FreDSNet

허준혁·2024년 2월 5일

컴퓨터비전

목록 보기

5/9

Introduction

최근 3차원의 공간을 인식하는 분야가 최근 컴퓨터 비전과 로보틱스 분야에서 각광을 받고 있다. 전통적인 카메라로 3차원 공간을 인식하는 방법은 좋은 결과를 보여주었지만, 좁은 범위만을 알 수 밖에 없다는 한계가 존재한다. 따라서 최근 지도 투영 방법 중 하나인 equirectangular projection 방법이 3차원 공간을 인식하는 데 사용되어 지고 있다.

본 논문에서는 이러한 equirectangular projection 방법으로 촬영한 사진을 통해 semantic segmentation과 depth estimation을 진행할 수 있는 딥러닝 모델을 제안하였다. 위의 사진을 보면 알 수 있듯이 파노라마 형태의 이미지를 통해 semantic segmentation map과 depth map을 FreDSNet을 통해 얻을 수 있다.

FreDSNet의 특이한 점은 fast Fourier Convolution(FFC)를 사용하여 receptive field를 더 넓게 만들어 파노라마 이미지를 이해하는 유리하게 작용한다. 또한 segmentation과 depth estimation을 동시에 진행함으로써 각각의 task가 서로 학습을 하는데 도움을 준다.

FreDSNet: monocular depth and semantic segmentation

FreDSNet의 구조를 살펴보면 크게 Resnet 기반의 encoder decoder 구조로 나눌 수 있다. 앞서 Introduction에서 설명했듯이, depth와 segmentation map을 얻기 위한 depth branch와 semantic branch이 존재한다. 기존의 논문들과 비슷한 구조를 가졌지만 FresDSNet의 특징은 encoder decoder의 세부 구조들의 연결 구조 이다. 더 자세한 구조를 살펴보자.

Architecture

FBC block과 CFB block에서 FB가 뜻하는 건 Fourier Block이다. 또한 N은 nn.Module의 Upsampling의 scale_factor를 뜻하는데, N == 0.5 이라면 down-scaling이고 N == 2이라면 up-scaling이다. W-conv가 의미하는 것은 standard convolution 이다.

기존의 FB 을 사용할 때 활성화 함수로 ReLU함수를 사용하였지만, 최근 depth estimation을 진행함에 있어서 ReLU함수가 gradient vanishing 문제를 발생시켜 FreDSNet에서는 PReLU함수를 사용하였다. PReLU함수란, Leaky ReLU와 같이 음수인 부분에 대해서도 기울기를 가지지만, 이러한 기울기를 일정한 값으로 정하는 것이 아니라 하나의 파라미터로써 학습을 통해 정해지는 함수이다.

FB 를 통과한 값은 추후 decoder에 skip connection으로 연결되고 FB 를 통과하고 난 뒤, down sampling을 진행하고, w-conv 까지 통과하게 된다. 여기서 특이한 점은 output이 concatenate 되는 것이 아니라, add 된다는 것 이다. Decoder 부분은 Encoder 부분의 정확히 반대과정을 똑같이 거치게 된다.

class Encoder(nn.Module):
    def __init__(self,features_depth,latent_depth):
        super().__init__()
        #Params
        self.features_depth = features_depth
        self.num_maps = len(features_depth)
        self.latent_depth = latent_depth

        #Layers
        self.FB1 = FourierBlock(1,self.features_depth[0],False)
        self.down1 = nn.Upsample(scale_factor=0.5,mode='bilinear',align_corners=False)
        self.convB1 = WConv(self.features_depth[0],self.features_depth[1],AF='prelu',BN=True, p=0.4)

원본 기록:
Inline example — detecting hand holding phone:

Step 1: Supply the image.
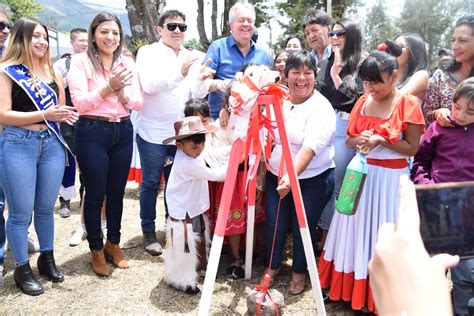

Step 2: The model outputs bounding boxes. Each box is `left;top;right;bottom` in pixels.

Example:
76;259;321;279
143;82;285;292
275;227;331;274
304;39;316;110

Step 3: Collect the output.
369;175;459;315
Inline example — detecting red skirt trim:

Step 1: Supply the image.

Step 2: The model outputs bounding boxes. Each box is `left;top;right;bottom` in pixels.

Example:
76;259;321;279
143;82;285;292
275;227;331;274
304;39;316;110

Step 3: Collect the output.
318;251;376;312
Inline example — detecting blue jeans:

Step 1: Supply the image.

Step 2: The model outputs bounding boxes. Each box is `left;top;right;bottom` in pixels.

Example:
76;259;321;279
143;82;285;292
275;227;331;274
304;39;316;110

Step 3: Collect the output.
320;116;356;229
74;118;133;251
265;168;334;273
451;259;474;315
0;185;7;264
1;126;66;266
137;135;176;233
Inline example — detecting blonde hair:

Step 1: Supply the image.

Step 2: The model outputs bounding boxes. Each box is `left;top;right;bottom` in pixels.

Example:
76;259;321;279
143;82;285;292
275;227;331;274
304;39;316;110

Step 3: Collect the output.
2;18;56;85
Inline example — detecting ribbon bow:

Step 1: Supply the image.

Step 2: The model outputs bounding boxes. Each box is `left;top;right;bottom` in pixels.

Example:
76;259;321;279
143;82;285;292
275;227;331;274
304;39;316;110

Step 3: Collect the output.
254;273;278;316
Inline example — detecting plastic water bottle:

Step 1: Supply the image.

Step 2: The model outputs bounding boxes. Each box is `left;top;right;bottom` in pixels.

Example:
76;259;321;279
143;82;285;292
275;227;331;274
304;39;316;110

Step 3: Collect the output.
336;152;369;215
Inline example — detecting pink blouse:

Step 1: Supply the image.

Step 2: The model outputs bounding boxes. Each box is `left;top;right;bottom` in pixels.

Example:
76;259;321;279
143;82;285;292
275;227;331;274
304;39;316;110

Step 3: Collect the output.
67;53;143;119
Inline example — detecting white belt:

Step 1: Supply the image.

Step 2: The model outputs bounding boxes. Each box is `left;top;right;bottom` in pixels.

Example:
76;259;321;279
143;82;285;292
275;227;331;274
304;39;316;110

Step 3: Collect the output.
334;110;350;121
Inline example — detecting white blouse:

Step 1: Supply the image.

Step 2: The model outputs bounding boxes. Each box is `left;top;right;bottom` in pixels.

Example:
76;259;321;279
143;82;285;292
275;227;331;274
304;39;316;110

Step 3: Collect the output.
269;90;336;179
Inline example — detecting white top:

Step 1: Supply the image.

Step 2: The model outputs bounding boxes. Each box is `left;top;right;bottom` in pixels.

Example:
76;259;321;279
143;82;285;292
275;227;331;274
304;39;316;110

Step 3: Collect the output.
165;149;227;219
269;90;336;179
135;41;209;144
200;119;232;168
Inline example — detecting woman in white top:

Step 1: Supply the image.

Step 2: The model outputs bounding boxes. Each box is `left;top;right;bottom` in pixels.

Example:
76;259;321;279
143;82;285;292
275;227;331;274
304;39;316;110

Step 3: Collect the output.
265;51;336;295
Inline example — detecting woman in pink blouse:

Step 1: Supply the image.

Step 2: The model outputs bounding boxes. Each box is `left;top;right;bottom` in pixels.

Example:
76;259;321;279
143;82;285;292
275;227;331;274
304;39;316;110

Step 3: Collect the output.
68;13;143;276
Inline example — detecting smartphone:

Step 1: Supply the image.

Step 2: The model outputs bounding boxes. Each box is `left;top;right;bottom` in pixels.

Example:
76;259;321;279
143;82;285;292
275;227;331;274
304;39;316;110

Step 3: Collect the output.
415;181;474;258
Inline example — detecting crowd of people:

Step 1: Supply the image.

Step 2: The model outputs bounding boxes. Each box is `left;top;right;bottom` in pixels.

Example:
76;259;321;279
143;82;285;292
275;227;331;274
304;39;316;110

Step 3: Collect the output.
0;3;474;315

--

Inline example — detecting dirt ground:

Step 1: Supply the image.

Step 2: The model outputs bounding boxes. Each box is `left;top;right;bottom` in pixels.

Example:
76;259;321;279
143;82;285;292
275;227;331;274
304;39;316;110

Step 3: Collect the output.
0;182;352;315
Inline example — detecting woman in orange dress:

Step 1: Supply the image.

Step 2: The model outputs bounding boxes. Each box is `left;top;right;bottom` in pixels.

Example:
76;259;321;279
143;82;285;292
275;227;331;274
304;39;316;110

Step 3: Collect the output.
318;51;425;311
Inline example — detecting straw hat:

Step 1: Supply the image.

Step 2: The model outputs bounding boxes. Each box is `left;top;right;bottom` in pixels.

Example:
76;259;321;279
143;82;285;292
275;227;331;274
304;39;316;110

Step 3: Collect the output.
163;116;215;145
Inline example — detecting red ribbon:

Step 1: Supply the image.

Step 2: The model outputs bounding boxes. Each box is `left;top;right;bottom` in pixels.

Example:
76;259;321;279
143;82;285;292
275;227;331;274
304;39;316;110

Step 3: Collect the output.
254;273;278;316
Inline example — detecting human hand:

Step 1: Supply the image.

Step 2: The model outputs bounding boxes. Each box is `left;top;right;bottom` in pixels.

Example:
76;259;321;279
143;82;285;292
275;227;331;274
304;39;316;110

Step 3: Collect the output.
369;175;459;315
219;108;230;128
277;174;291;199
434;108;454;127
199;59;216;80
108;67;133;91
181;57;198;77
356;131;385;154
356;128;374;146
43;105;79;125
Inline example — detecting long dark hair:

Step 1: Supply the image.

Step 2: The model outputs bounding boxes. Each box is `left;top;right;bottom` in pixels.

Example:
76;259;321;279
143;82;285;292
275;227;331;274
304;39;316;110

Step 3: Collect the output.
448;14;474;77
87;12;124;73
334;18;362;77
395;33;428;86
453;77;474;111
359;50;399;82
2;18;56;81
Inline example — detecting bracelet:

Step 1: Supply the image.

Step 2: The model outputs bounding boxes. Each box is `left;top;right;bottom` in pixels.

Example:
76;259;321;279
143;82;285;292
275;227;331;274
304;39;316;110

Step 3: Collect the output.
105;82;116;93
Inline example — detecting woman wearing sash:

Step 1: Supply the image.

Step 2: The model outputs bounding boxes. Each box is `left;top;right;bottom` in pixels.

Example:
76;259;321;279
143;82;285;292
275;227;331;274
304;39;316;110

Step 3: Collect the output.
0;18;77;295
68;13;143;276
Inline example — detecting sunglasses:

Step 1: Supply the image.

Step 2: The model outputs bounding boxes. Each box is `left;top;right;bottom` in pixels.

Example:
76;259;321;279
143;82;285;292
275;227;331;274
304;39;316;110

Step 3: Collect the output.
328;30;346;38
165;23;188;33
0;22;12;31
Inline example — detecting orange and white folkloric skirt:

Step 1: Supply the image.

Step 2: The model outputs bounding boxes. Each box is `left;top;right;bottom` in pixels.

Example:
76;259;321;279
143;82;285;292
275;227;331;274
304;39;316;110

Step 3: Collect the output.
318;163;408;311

짧은 문제 1: FreDSNet 글에서 "FB 를 통과한 값은"라는 말이 들어간 대목으로 시작해 "self.FB1 = FourierBlock(1,self.features_depth[0],False)"로 끝나는 부분을 한 글자도 바꾸지 말고 옮겨 적으세요.
짧은 문제 2: FreDSNet 글을 두 문장으로 요약하세요.

올바른 결과 1:
FB 를 통과한 값은 추후 decoder에 skip connection으로 연결되고 FB 를 통과하고 난 뒤, down sampling을 진행하고, w-conv 까지 통과하게 된다. 여기서 특이한 점은 output이 concatenate 되는 것이 아니라, add 된다는 것 이다. Decoder 부분은 Encoder 부분의 정확히 반대과정을 똑같이 거치게 된다.

class Encoder(nn.Module):
    def __init__(self,features_depth,latent_depth):
        super().__init__()
        #Params
        self.features_depth = features_depth
        self.num_maps = len(features_depth)
        self.latent_depth = latent_depth

        #Layers
        self.FB1 = FourierBlock(1,self.features_depth[0],False)

올바른 결과 2: FreDSNet은 equirectangular projection으로 촬영한 파노라마 이미지에서 semantic segmentation과 depth estimation을 동시에 진행하는 딥러닝 모델이다. fast Fourier Convolution(FFC)으로 receptive field를 넓히고 Resnet 기반 encoder decoder 구조에 depth branch와 semantic branch를 두며, Fourier Block에는 ReLU 대신 PReLU 함수를 사용하고 출력은 concatenate하지 않고 add한다.